TASK GOAL: Extract the complete data exactly as given.

Source records:
───

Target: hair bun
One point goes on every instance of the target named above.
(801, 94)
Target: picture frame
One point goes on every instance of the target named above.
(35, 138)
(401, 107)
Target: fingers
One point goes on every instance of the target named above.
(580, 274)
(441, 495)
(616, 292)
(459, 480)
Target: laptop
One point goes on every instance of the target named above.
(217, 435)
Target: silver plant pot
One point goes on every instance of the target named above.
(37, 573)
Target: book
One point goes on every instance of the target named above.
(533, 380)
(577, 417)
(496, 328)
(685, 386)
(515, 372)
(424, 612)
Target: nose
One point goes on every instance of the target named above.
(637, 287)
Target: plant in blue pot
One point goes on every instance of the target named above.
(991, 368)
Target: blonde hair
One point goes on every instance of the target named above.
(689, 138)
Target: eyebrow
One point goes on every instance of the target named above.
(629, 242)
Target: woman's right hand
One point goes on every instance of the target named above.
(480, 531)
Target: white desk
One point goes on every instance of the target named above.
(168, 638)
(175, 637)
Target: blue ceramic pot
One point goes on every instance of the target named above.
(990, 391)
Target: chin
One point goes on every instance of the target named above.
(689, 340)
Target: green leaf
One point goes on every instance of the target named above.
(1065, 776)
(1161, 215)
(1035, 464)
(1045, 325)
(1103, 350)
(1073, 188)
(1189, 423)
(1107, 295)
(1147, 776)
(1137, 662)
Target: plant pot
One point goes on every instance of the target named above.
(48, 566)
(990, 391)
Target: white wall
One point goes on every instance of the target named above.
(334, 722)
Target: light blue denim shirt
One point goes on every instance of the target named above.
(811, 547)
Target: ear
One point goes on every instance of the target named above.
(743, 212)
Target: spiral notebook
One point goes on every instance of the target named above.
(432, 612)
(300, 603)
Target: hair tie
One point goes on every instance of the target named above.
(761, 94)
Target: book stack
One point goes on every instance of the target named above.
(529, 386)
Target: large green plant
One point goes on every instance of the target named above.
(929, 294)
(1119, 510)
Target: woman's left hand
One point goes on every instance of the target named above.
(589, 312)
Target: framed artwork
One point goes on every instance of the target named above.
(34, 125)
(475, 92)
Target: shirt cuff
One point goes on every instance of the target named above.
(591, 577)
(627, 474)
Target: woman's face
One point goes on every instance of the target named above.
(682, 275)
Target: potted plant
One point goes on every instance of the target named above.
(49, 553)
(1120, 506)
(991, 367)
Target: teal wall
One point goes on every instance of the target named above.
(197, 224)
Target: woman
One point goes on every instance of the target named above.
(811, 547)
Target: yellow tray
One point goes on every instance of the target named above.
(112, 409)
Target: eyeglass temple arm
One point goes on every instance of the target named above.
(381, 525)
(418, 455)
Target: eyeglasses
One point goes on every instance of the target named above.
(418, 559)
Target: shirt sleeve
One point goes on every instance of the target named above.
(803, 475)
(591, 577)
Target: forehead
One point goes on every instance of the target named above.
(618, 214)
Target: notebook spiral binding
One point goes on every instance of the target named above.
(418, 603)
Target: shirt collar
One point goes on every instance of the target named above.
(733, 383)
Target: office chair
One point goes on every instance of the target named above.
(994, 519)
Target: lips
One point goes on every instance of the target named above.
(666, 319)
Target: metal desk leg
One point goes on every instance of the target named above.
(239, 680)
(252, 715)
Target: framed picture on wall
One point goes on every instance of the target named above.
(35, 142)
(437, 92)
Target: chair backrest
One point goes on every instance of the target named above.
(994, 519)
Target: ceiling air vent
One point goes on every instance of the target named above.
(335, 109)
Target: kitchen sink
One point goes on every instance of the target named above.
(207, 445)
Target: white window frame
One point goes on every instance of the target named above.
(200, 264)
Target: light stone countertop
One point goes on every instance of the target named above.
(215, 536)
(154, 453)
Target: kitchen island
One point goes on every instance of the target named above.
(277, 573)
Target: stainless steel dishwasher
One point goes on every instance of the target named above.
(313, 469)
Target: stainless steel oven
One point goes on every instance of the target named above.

───

FINISHED ANSWER:
Target: hair bun
One point goes on every instance of the target named above.
(801, 94)
Target: picture frame
One point goes on every instance of the target named above.
(35, 138)
(401, 107)
Target: fingers
One point goes on every instance of the target named above.
(580, 274)
(441, 495)
(616, 292)
(459, 480)
Target: laptop
One point goes on every instance of the target named above.
(217, 435)
Target: silver plant pot
One point goes on every instance of the target named above.
(37, 573)
Target: book
One point goes on every instance of the target named above.
(533, 380)
(577, 417)
(496, 328)
(685, 386)
(515, 372)
(424, 612)
Target: nose
One point goes on every instance of the target named above.
(637, 287)
Target: plant in blue pot
One point goes on every instance of the target named above.
(991, 368)
Target: blonde hair
One point goes on every instance of the target named above.
(689, 138)
Target: eyebrow
One point goes on every instance of the target named above.
(629, 242)
Target: woman's right hand
One point goes on every instance of the target named above.
(480, 531)
Target: white desk
One point goes on every instance of the target named above.
(168, 638)
(175, 637)
Target: blue ceramic pot
One point goes on every instance of the target named above.
(990, 391)
Target: chin
One point goes on every instance of the target named above.
(689, 340)
Target: green leaf
One point goes on every instance of the target named above.
(1065, 776)
(1161, 215)
(1035, 464)
(1045, 325)
(1103, 350)
(1073, 188)
(1189, 423)
(1107, 295)
(1147, 776)
(1137, 662)
Target: plant pot
One point goes on every instance of the target named above.
(48, 566)
(990, 391)
Target: white wall
One point goes on every instance of the target named above.
(334, 722)
Target: light blue denim shirt
One point goes on every instance of the target named above.
(811, 547)
Target: ear
One point goes on every instance of the target named above.
(743, 212)
Target: spiral notebook
One point goes on every instance of the target named above.
(432, 612)
(300, 603)
Target: hair tie
One point goes on every instance of the target named above.
(761, 94)
Target: book stack
One point goes on every instance of the target named above.
(529, 386)
Target: large green plant
One point goes on every instance of the target named above.
(929, 294)
(1119, 510)
Target: woman's left hand
One point goes on every instance of the target named above.
(589, 312)
Target: framed artwork
One point goes on every instance of the target named above.
(34, 125)
(475, 92)
Target: shirt cuff
One point goes on every instance of the target named above.
(591, 577)
(627, 474)
Target: woman's face
One point goes on every instance of the target named above.
(682, 275)
Target: potted plant
One point goes on every instance of the target named above.
(49, 553)
(1120, 506)
(991, 367)
Target: teal wall
One point goes on every instance of the target named above.
(197, 224)
Target: woman
One point goes on every instance of the target named above.
(811, 547)
Target: yellow tray
One point goes on every instance of the target named above.
(112, 409)
Target: eyeglass temple arm
One point goes on every instance of the target named above.
(381, 525)
(418, 455)
Target: eyeglasses
One point goes on every instance of the target named above.
(418, 559)
Target: shirt sleeve
One point goes on every instance of the target named above.
(803, 475)
(591, 577)
Target: forehead
One point goes on every instance of the target named above.
(618, 214)
Target: notebook spiral binding
One point goes on every instance of the target named above.
(418, 603)
Target: shirt collar
One point goes on every instance of the target named above.
(733, 383)
Target: office chair
One point goes on every instance of the target named above.
(994, 519)
Target: lips
One point goes on every instance of the target named above.
(666, 319)
Target: metal desk leg
One point goes on every instance of the target named above.
(239, 680)
(252, 715)
Target: framed picture on wall
One point goes on every instance of the target named above.
(35, 142)
(437, 92)
Target: chair backrest
One point goes on every instance of the target named above.
(994, 519)
Target: ceiling air vent
One point goes on every instance of the target named above.
(335, 109)
Target: kitchen sink
One point goes on every instance of the target named above.
(207, 445)
Target: white window frame
One point goes on every instance of the target named above.
(200, 264)
Target: light stone countertop
One point goes on every instance of the target named above.
(215, 536)
(154, 453)
Target: kitchen island
One point goes on every instance of the target named above.
(277, 573)
Target: stainless steel dishwasher
One point goes on every instance of the target named above.
(313, 469)
Target: stainless steel oven
One point goes on every instance of the target named above.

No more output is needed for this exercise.